*Goal*. Starting with the line that contains "Mark one point on every instance of the white solid" and going on through the end of the listing, change "semi truck" to "tractor-trailer". Write out those lines again with nothing else altered.

--- START Supplied information ---

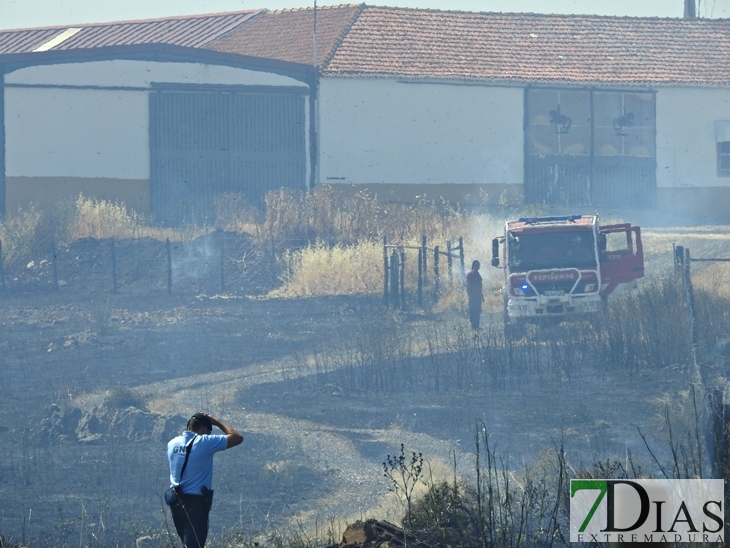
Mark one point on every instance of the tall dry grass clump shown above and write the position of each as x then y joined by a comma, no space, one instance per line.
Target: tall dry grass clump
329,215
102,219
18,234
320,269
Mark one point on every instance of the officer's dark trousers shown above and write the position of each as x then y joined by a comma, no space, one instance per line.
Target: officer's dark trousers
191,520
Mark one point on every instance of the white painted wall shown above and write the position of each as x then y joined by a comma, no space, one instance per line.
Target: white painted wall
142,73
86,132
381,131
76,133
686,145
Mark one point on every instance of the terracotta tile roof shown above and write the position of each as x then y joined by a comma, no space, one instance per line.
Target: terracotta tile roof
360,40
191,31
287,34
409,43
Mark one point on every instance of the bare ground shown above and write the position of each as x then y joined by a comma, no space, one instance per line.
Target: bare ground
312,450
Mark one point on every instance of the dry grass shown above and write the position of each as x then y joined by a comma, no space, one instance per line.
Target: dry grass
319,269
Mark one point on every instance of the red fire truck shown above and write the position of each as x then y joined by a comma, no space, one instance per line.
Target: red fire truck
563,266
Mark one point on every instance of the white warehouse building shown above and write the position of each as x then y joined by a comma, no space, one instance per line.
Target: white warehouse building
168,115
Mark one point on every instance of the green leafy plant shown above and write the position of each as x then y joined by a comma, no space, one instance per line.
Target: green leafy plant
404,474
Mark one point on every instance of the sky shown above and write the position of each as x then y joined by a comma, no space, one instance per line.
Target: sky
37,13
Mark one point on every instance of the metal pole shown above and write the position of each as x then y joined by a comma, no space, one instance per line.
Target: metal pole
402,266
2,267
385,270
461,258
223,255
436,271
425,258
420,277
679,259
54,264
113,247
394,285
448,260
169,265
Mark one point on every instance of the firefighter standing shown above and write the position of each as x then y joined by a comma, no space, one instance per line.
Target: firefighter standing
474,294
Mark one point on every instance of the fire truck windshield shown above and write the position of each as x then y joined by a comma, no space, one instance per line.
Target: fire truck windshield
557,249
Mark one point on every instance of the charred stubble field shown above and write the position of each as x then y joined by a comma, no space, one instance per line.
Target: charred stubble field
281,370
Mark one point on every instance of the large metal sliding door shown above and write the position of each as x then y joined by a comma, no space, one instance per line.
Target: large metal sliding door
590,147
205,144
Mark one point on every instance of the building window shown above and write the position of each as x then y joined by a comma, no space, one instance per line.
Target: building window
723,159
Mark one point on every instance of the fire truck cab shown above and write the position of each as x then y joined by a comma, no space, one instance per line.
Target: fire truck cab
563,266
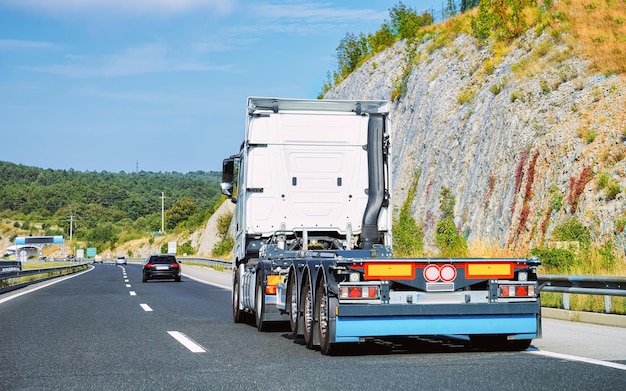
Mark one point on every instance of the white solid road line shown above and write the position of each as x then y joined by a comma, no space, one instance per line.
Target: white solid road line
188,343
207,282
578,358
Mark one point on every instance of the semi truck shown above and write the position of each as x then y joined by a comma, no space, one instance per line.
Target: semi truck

--- END Supplied information ---

*In response*.
Mark one point on every instance of the white solid road line shown above and write the position of each as x then y joined by a comma, no space, one instance per line.
Target: white solid road line
188,343
207,282
578,358
Mark one point on every instance of the tractor-trailer shown above and write the position of each as x then y joined by a comma, no space, one instance per line.
Target: tractor-trailer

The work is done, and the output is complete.